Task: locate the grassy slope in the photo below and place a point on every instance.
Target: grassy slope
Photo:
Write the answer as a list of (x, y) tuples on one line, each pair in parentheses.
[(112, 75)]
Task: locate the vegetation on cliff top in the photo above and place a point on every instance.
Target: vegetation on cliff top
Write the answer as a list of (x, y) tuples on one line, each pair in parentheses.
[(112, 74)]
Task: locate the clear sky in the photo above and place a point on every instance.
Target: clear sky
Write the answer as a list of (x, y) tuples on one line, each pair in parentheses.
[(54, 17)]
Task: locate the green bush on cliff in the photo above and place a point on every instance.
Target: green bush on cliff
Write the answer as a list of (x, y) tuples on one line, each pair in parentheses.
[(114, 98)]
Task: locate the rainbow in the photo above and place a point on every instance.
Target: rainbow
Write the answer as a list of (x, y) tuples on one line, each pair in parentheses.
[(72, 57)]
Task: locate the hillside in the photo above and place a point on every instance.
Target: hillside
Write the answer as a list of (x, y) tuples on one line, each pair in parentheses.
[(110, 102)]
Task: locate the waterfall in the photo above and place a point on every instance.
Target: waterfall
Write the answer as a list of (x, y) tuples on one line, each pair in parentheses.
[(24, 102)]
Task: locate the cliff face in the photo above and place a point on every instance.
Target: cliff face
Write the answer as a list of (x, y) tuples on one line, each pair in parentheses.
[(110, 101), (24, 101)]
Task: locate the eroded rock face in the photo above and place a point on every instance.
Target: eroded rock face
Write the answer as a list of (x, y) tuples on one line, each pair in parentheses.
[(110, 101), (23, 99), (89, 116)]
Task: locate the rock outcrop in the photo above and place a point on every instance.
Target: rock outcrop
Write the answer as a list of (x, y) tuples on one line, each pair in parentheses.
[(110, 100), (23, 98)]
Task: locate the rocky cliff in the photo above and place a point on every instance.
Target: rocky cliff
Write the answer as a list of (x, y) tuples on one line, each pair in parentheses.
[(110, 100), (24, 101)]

### Exercise goal
A word-for-word copy of all the entries is required.

### Response box
Task: locate the grassy slope in the photo below and place a point on every instance.
Target: grassy slope
Photo:
Write the answer as a list of (x, y) tuples on one line, each pair in parentheses.
[(112, 75)]
Task: locate the vegetation on cliff top in the photo above and place a point on every instance.
Target: vegetation on cliff top
Write the answer as a list of (x, y) tuples on one line, each pair in parentheses.
[(112, 74)]
Task: locate the clear sky in the photo above and place a point on every instance.
Target: clear sky
Write the answer as a list of (x, y) tuples on one line, each pair in parentheses.
[(54, 17)]
Task: locate the green bush on cliff in the photo above and place a point on every instance.
Target: green bush on cliff
Write the answer as a list of (x, y) tuples on one line, each pair in parentheses.
[(114, 98)]
Task: locate the rainbow in the photo above and place a point on every instance.
Target: rainbow
Write the answer as a list of (x, y) tuples on one line, each pair in parentheses.
[(72, 57)]
Task: locate the hillside in the photo above and place a point on every instance.
Target: hillside
Write the answer as a list of (x, y) tuples on one line, each pair in parentheses.
[(110, 102)]
Task: locate the waterfall in the photo above and place a point on every instance.
Target: waterfall
Write the answer as a list of (x, y) tuples on one line, each pair in parentheses.
[(24, 102)]
Task: locate the cliff face in the photo above and place a point on every instance.
Target: cliff face
Write the answer as a list of (x, y) tuples on one line, each pair in parentheses.
[(110, 101), (24, 101)]
Task: locate the eroded rock face in the photo above and place a point on every instance.
Target: eroded rock face
Write the answer as a list of (x, y) tuples on one line, each pair in parentheses.
[(110, 101), (23, 99), (89, 116)]
Task: locate the rock outcrop in the photo above and place a point on every instance.
Target: rock outcrop
Write the answer as a list of (x, y) tuples on one line, each pair in parentheses.
[(110, 100), (23, 98)]
Task: locate the rocky cliff in the photo above and place a point on every instance.
Target: rocky cliff
Write the answer as a list of (x, y) tuples on one line, each pair in parentheses.
[(110, 100), (24, 101)]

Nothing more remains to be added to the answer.